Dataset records
○ ○ ○ ○

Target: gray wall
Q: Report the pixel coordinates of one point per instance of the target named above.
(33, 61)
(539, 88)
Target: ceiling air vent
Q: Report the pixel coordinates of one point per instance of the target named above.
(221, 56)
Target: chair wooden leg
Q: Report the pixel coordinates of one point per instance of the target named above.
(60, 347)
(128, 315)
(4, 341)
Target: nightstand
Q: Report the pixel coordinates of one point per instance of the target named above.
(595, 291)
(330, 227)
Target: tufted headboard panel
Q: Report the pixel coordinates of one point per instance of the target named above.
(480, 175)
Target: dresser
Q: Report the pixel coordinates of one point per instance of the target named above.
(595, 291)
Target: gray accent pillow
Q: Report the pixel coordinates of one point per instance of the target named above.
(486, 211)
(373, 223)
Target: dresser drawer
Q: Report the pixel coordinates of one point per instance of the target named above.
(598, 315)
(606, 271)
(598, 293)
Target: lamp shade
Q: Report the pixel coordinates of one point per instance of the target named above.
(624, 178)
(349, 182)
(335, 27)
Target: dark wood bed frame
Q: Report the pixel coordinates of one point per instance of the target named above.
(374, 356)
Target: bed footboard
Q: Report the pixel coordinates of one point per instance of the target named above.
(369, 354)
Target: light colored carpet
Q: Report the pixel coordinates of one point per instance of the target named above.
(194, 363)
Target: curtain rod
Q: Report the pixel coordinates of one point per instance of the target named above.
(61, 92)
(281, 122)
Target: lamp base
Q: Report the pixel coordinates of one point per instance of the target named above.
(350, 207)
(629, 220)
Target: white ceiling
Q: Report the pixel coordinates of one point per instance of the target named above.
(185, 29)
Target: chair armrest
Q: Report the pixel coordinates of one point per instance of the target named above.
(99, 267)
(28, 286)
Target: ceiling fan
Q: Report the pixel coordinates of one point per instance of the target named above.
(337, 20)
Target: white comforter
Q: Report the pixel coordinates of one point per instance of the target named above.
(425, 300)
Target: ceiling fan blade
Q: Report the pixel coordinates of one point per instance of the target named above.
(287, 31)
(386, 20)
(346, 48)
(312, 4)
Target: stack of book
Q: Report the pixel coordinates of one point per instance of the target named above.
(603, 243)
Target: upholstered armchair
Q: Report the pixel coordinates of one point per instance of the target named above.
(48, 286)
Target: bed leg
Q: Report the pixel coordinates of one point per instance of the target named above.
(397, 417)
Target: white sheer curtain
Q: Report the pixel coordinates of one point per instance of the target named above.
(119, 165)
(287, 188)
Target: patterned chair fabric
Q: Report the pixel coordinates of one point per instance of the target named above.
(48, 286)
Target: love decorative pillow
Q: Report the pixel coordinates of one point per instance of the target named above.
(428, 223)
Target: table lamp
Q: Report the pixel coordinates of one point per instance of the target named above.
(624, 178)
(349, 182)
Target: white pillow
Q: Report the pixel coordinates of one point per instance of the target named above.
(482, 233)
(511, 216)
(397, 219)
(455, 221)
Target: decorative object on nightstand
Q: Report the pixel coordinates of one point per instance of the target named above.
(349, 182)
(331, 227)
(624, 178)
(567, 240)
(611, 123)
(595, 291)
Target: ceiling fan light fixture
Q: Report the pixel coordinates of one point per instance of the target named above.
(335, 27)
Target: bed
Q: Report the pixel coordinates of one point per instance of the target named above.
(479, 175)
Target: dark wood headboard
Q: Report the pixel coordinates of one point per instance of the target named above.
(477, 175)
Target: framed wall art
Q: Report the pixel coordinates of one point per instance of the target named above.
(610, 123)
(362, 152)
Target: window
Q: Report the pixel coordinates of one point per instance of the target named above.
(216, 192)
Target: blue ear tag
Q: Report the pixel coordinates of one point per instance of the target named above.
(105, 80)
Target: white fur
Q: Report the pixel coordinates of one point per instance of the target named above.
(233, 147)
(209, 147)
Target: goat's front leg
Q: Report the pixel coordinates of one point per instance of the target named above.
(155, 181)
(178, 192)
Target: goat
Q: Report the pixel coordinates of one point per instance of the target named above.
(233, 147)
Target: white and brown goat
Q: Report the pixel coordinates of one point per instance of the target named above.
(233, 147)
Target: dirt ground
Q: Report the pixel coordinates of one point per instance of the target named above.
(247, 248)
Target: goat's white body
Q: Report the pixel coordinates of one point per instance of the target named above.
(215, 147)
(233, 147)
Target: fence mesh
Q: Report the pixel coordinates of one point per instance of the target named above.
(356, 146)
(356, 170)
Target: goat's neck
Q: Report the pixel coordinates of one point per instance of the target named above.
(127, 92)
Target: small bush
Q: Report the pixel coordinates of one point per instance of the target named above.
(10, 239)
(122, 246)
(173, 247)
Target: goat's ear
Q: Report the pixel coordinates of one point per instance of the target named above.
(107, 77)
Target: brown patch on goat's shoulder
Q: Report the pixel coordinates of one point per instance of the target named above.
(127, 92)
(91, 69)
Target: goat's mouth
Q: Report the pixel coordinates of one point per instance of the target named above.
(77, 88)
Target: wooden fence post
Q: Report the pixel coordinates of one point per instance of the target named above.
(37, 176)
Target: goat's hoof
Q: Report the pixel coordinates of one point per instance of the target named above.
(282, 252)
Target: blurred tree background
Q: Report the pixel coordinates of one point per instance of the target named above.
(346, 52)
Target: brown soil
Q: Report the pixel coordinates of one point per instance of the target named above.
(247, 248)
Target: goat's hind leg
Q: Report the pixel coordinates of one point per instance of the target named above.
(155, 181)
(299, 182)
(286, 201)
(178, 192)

○ ○ ○ ○

Written instruction
Retype all of the material, keeping each line exact.

Exercise result
Target: gray wall
Q: Report the pixel coordinates of one point per instance of the target named above.
(33, 61)
(539, 88)
Target: ceiling air vent
Q: Report the pixel coordinates of one point per instance of the target named above.
(221, 56)
Target: chair wooden leg
Q: Report the pixel coordinates of one point per instance of the target named above.
(60, 347)
(128, 315)
(4, 341)
Target: nightstand
Q: Report the pixel coordinates of one point per instance of the target named above.
(595, 291)
(330, 227)
Target: tufted headboard panel
Q: Report the pixel coordinates of one point per instance of the target named above.
(480, 175)
Target: dresser
Q: Report the pixel coordinates of one point per instance of the target named above.
(595, 291)
Target: gray accent pillow
Q: Report the pixel coordinates of one point per instance of the target named above.
(486, 211)
(373, 223)
Target: dresser drawer
Q: Report the pixel coordinates of one point per instance of the target named above.
(598, 315)
(606, 271)
(598, 293)
Target: lamp shade
Q: Report the pixel coordinates of one point per instance of the target named above.
(624, 178)
(349, 182)
(335, 27)
Target: dark wood bed frame
Q: Report the pixel coordinates of one point per instance of the target named above.
(374, 356)
Target: bed footboard
Q: Report the pixel coordinates of one point per instance of the target named above.
(369, 354)
Target: light colored carpet
Q: Report the pixel coordinates of one point per instance of the target named above.
(194, 363)
Target: curtain rod
Q: Report the pixel coordinates of one point per instance of the target named above.
(61, 92)
(281, 122)
Target: lamp base
Q: Report the pixel coordinates of one point per instance of the target named above.
(350, 207)
(629, 220)
Target: white ceiling
Q: Report the pixel coordinates of one point per instance of the target named above.
(185, 29)
Target: chair armrest
Q: Report the pixel coordinates of one point per instance of the target named above.
(99, 267)
(28, 286)
Target: ceiling fan
Q: Report the pixel coordinates of one point per instance of the target named above.
(337, 20)
Target: white comforter
Q: Report the pixel coordinates of one point per instance of the target named above.
(425, 300)
Target: ceiling fan blade
Q: Report the pixel coordinates of one point per instance of the target named above.
(287, 31)
(386, 20)
(346, 48)
(312, 4)
Target: stack of book
Q: Report the pixel coordinates of one point per instance of the target named above.
(603, 243)
Target: upholstered armchair
Q: Report the pixel coordinates of one point per instance of the target named above.
(48, 286)
Target: bed leg
Q: Report the pixel coordinates of one point per instance of the target named above.
(397, 417)
Target: white sheer curtain
Q: Report the pixel coordinates of one point per instance of the target named above.
(119, 165)
(287, 188)
Target: patterned chair fabric
Q: Report the pixel coordinates of one point per instance of the target named above.
(48, 286)
Target: love decorative pillow
Q: Report the pixel coordinates of one point per instance of the target named above.
(428, 223)
Target: table lamp
Q: Report the pixel coordinates of one point per instance of the target named above.
(624, 178)
(349, 182)
Target: white pillow
Q: Report the pixel coordinates of one point per instance of the target named above.
(482, 233)
(511, 216)
(397, 219)
(455, 221)
Target: decorative object on nightstand
Q: Report the pixel coordinates of one point per instance of the target named above.
(349, 182)
(331, 227)
(624, 178)
(567, 240)
(611, 123)
(595, 291)
Target: ceiling fan light fixture
Q: Report the pixel coordinates of one point per instance of the target named above.
(335, 27)
Target: bed
Q: Report the pixel coordinates of one point per instance of the target named above.
(479, 175)
Target: dark wood headboard
Q: Report the pixel coordinates of one point per instance of the target named above.
(477, 175)
Target: framed wall art
Q: Report the pixel coordinates of one point per instance of the target named above.
(610, 123)
(362, 152)
Target: window
Q: Report the pixel coordinates of one point per instance of the target named above.
(216, 192)
Target: blue ear tag
Q: Report the pixel coordinates of one point per instance of the target named above.
(105, 80)
Target: white fur
Q: Report the pixel coordinates of one point per instance of the target named above.
(233, 147)
(209, 147)
Target: goat's front leg
Q: Report the pixel coordinates of one point per instance of the target named above.
(155, 181)
(178, 192)
Target: goat
Q: Report the pixel coordinates of one point per instance of the target named above.
(233, 147)
Target: white and brown goat
Q: Report the pixel coordinates of one point per instance of the target named above.
(233, 147)
Target: dirt ground
Q: Report the pixel coordinates of one point per instance of the target named above.
(247, 248)
Target: goat's white body
Q: Report the pixel coordinates of one point per instance of the target named above.
(215, 147)
(233, 147)
Target: fence mesh
Q: Report the pixel coordinates of one point per instance of the target named above.
(356, 146)
(356, 170)
Target: goat's neck
Q: Report the pixel coordinates of one point per instance of the target named above.
(127, 92)
Target: small bush
Q: Report the pixel coordinates of one point per instance of the target named above.
(10, 239)
(122, 246)
(173, 247)
Target: goat's ear
Q: Report the pixel coordinates of one point per instance of the target named above.
(107, 77)
Target: brown patch on goat's shoulder
Q: Report the pixel coordinates of one point per instance of the target named above.
(127, 92)
(91, 69)
Target: goat's mouth
Q: Report the pixel coordinates of one point per instance of the target named above.
(77, 88)
Target: wooden fence post
Q: Report the pixel coordinates of one point per instance of the target named above.
(37, 176)
Target: goat's hoof
Q: Report the pixel coordinates of one point per instance of the target named above.
(282, 252)
Target: blurred tree background
Q: Report the pixel coordinates of one point per instance of the target named above.
(346, 52)
Target: brown soil
Q: Report the pixel coordinates of one point per instance of the target named above.
(247, 248)
Target: goat's hind leg
Q: Report the pixel coordinates of one point per instance of the target named above.
(155, 181)
(299, 182)
(286, 201)
(178, 192)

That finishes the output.